> **Set problem**
Edit the material from its start up to and including the line with "[23,13,27,24]" by replacing "bounding boxes" with "box coordinates" and keeping everything else unchanged. Give back only those lines.
>> Begin
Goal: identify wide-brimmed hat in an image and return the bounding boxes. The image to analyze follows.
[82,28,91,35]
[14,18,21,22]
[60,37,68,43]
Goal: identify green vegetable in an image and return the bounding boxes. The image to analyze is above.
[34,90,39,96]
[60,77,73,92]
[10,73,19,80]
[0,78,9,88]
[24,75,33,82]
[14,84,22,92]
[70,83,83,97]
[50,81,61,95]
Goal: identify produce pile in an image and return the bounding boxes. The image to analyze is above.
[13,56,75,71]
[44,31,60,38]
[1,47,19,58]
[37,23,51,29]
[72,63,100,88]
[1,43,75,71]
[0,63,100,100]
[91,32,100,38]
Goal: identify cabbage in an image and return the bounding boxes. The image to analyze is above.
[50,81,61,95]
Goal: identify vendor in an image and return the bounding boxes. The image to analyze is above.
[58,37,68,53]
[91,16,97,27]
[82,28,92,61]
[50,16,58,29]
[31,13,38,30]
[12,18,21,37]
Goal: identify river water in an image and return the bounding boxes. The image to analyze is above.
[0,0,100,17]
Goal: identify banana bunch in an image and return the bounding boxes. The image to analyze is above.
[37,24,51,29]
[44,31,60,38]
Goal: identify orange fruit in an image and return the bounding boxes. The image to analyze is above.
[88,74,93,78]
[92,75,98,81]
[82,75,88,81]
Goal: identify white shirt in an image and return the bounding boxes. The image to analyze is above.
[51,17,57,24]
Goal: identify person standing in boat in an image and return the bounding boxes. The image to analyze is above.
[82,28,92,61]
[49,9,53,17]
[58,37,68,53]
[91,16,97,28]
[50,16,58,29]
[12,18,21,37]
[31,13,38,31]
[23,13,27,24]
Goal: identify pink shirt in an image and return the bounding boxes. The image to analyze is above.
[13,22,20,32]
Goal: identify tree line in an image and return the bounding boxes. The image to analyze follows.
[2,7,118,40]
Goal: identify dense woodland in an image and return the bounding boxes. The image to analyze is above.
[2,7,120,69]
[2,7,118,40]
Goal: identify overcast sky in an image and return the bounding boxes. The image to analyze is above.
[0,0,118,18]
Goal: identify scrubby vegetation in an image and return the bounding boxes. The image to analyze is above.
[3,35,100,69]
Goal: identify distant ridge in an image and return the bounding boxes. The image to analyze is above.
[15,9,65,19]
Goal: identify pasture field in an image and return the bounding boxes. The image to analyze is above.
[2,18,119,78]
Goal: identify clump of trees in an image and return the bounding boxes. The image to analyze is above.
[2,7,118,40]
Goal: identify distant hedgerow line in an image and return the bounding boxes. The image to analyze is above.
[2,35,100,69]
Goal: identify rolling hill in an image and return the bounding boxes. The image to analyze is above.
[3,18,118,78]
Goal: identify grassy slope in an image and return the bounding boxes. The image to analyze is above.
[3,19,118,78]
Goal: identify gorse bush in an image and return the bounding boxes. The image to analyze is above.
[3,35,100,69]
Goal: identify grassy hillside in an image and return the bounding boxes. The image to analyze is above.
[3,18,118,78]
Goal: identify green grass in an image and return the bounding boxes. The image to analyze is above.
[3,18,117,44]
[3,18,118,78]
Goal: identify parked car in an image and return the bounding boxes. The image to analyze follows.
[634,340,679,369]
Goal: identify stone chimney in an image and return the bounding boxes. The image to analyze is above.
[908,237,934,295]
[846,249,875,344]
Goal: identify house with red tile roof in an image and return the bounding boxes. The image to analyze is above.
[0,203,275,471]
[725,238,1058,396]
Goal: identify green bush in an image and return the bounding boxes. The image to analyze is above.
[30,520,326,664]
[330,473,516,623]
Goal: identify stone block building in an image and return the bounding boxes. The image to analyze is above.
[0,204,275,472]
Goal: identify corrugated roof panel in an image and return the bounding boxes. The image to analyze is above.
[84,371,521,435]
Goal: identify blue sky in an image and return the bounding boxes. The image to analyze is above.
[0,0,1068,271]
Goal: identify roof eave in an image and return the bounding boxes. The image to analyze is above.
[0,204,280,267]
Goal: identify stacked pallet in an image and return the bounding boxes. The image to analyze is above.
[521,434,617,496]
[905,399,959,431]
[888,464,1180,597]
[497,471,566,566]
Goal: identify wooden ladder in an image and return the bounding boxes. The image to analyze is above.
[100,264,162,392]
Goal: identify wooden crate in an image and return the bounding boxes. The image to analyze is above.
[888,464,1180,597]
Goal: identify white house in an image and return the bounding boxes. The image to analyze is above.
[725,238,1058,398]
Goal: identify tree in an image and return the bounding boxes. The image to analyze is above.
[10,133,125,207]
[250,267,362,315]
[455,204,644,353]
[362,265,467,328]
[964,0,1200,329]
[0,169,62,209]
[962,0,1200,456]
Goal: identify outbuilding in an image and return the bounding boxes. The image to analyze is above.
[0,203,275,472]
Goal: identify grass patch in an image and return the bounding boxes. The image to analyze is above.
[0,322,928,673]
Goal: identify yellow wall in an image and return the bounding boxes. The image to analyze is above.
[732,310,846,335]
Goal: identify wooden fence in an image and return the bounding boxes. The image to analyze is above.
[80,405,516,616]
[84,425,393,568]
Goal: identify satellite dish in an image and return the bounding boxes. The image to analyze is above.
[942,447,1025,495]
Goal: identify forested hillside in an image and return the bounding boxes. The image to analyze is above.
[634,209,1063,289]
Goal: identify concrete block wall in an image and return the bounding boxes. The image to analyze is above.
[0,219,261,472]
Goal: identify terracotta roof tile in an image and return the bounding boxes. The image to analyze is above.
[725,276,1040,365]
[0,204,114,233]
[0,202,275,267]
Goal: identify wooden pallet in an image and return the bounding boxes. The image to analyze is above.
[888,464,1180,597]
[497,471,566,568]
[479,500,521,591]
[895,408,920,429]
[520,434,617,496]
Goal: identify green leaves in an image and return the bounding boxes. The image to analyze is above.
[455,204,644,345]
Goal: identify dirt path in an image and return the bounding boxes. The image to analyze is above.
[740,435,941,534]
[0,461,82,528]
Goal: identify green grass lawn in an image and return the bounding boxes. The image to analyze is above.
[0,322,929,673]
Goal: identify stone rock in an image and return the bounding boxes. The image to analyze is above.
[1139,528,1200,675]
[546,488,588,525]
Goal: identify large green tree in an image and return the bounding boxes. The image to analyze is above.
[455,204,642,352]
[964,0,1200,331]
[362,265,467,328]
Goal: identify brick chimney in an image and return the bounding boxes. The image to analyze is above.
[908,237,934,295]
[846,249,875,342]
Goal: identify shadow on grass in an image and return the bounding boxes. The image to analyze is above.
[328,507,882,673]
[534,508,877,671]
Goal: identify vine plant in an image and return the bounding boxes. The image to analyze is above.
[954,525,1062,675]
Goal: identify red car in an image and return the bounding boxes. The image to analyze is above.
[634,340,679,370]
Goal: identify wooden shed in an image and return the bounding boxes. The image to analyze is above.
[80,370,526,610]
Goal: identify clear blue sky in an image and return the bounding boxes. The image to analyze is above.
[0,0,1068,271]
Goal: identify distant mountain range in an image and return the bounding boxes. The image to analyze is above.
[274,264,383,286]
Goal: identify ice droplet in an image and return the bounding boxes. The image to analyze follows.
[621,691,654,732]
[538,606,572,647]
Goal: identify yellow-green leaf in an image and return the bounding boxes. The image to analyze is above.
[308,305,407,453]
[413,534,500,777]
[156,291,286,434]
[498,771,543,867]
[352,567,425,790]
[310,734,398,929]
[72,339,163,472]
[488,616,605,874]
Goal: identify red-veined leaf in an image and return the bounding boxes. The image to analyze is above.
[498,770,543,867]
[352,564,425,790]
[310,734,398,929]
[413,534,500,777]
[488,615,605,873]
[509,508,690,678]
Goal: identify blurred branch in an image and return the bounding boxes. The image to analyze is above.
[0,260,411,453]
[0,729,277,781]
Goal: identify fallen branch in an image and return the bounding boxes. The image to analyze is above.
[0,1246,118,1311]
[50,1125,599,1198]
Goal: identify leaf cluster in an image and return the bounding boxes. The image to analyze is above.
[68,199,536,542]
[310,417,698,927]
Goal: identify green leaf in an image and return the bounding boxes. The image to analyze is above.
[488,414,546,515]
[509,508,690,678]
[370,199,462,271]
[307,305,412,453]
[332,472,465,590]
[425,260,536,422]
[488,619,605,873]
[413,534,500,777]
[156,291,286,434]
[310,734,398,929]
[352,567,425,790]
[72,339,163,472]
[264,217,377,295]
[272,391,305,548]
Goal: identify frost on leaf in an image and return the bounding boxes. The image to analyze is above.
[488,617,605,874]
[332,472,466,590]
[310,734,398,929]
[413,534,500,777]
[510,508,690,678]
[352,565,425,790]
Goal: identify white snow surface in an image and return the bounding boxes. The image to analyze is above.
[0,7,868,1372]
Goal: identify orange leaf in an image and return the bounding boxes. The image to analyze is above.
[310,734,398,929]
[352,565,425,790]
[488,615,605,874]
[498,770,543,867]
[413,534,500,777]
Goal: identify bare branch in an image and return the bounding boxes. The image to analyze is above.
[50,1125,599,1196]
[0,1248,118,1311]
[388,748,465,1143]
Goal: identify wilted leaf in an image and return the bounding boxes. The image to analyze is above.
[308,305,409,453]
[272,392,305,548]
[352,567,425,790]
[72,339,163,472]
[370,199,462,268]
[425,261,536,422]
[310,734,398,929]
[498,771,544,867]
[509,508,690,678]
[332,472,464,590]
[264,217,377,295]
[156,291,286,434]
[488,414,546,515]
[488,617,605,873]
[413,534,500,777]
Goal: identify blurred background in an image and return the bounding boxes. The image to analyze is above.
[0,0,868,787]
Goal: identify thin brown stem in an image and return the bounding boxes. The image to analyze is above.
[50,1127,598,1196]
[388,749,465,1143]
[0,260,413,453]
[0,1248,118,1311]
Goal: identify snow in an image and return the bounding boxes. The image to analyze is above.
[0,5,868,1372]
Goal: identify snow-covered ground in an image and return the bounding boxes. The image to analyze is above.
>> End
> **Task result**
Goal: identify wide-brimmed hat in an image and return the box coordinates. The image to analyze follows.
[82,28,91,35]
[14,18,21,22]
[60,37,68,43]
Goal: identify green vegetable in an image and return the box coordinates. The image to analyze is above.
[34,90,39,96]
[60,77,73,92]
[10,73,19,80]
[0,78,9,88]
[24,75,33,82]
[14,84,22,92]
[70,83,83,97]
[50,81,61,95]
Goal: identify produce pile in an image and return the box coordinates. The image to analyze is above.
[13,56,75,71]
[44,31,60,38]
[1,47,19,58]
[37,23,51,29]
[72,63,100,88]
[1,43,75,71]
[0,63,100,100]
[91,32,100,38]
Goal: identify cabbage in an image and return the box coordinates. The image to analyze is above.
[50,81,61,95]
Goal: identify vendor in an image and return the box coordinates. The image to analyze is above.
[58,37,68,53]
[91,16,97,27]
[82,28,92,61]
[50,16,58,29]
[31,13,38,30]
[12,18,21,37]
Goal: identify river water in an image and return the box coordinates. The image to analyze is above.
[0,0,100,17]
Goal: identify banana bunch in an image and return the box coordinates. The image to analyze is above.
[37,24,51,29]
[44,31,60,38]
Goal: identify orange fruit in an image and return the box coordinates. The image to analyze is above.
[88,74,93,78]
[92,75,98,81]
[82,75,88,81]
Goal: identify white shirt in an image and return the box coordinates. The image to analyze is above.
[51,17,57,24]
Goal: identify person standing in boat in an image and return the box coordinates. The image to analyze is above.
[82,28,92,61]
[49,9,53,17]
[58,37,68,53]
[91,16,97,28]
[50,16,58,29]
[12,18,21,37]
[31,13,38,31]
[23,13,27,24]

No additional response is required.